- **PAGE EXTRACT**:
BEGIN

Many retailers will shut Monday for the state funeral of Queen Elizabeth II but thousands of pubs and bars will remain open for Britons to toast the late monarch.
The UK has declared a public holiday for the event due to be attended by world leaders and watched by millions across the globe on television and social media.
British schools and the London Stock Exchange will shut on the day, as is the case on every UK public holiday.
A number of hospital appointments have been postponed, while a day off work for millions of Britons is set to weigh on the UK economy, already headed for recession owing to sky-high inflation.
Britain's biggest supermarkets led by Tesco and Sainsbury's will close, as will major clothing store Primark.
Food-to-clothing retailer Marks and Spencer plans to open only a few shops that are situated close to the funeral and burial venues in and around London.
"Due to the millions of expected mourners travelling on the day, we will have a small number of stores open," M&S said.
All UK branches of US fast-food giant McDonald's will be closed until after the funeral ends.
Not everyone is happy at the closures, with disgruntled holidaymakers forcing Center Parcs to U-turn on its decision to remove guests from its UK venues for 24 hours.
Visitors had been told they would have to vacate the parks next Monday "as a mark of respect and to allow as many... colleagues as possible to be part of this historic moment".
Following customer complaints, however, Center Parcs said guests still on holiday at its venues would be allowed to stay -- but those not due to start their vacations until Monday would have to delay arrival by one day.
"We recognise that leaving the village for one night and returning is extremely inconvenient," the company said in a message to customers seen by media.

END

- **EXERCISE OBJECTIVE**:
Write the next part of the news report about UK closures for the Queen's funeral, starting after the Center Parcs quote.

- **INPUT DATA**:
BEGIN

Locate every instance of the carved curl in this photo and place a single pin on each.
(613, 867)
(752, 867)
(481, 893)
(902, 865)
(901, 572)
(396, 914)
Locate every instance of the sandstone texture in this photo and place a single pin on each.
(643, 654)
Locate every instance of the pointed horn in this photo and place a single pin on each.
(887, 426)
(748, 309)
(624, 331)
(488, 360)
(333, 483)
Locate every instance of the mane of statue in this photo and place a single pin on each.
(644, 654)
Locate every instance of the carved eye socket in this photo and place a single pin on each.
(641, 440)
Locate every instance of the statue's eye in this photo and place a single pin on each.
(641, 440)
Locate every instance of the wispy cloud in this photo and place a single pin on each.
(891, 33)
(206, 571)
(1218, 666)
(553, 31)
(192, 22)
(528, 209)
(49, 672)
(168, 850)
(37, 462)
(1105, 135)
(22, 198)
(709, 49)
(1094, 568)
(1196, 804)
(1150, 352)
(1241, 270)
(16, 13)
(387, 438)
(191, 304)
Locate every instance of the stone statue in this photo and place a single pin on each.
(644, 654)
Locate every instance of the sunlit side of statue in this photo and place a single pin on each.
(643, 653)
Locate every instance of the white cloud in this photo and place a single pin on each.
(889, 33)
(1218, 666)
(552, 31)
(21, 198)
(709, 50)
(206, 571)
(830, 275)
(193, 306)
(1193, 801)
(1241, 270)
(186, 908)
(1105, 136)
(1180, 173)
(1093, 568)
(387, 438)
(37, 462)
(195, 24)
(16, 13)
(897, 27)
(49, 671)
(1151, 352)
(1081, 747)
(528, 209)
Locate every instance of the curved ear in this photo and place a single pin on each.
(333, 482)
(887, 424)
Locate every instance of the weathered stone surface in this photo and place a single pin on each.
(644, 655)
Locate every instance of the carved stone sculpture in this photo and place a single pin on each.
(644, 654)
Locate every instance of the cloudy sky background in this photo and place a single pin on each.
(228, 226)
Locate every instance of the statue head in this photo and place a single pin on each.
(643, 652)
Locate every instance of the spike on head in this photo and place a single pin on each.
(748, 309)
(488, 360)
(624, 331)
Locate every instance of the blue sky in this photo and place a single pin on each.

END

- **YOUR RESPONSE**:
"On reflection and having listened, we have made the decision to allow guests on longer duration breaks to remain... on Monday September 19."
- Pubs 'honour' queen -
The UK's biggest pub group said it plans to keep venues open and show the funeral on its televisions.
"The passing of Her Majesty Queen Elizabeth II is a momentous and sombre occasion," Stonegate Group, which runs about 4,500 sites, said in a statement.
"Our managed pubs, bars and venues remain open and, where possible, will show the funeral... to honour her life and service," added the owner of popular bar brands Walkabout and Slug & Lettuce.
Many other pubs plan to keep on serving, with Greene King opening all its venues in central London, allowing "communities to come together".
Elsewhere, London's Heathrow airport has flagged likely disruption to flights.
"We anticipate further changes to the Heathrow operation... when Her Majesty's funeral is due to take place," the hub said.
Air traffic above London was already restricted Wednesday for a procession of the queen's coffin from Buckingham Palace to Westminster Hall, where the late monarch lies in state until her funeral in Westminster Abbey.
The queen will be buried in Windsor, west of London.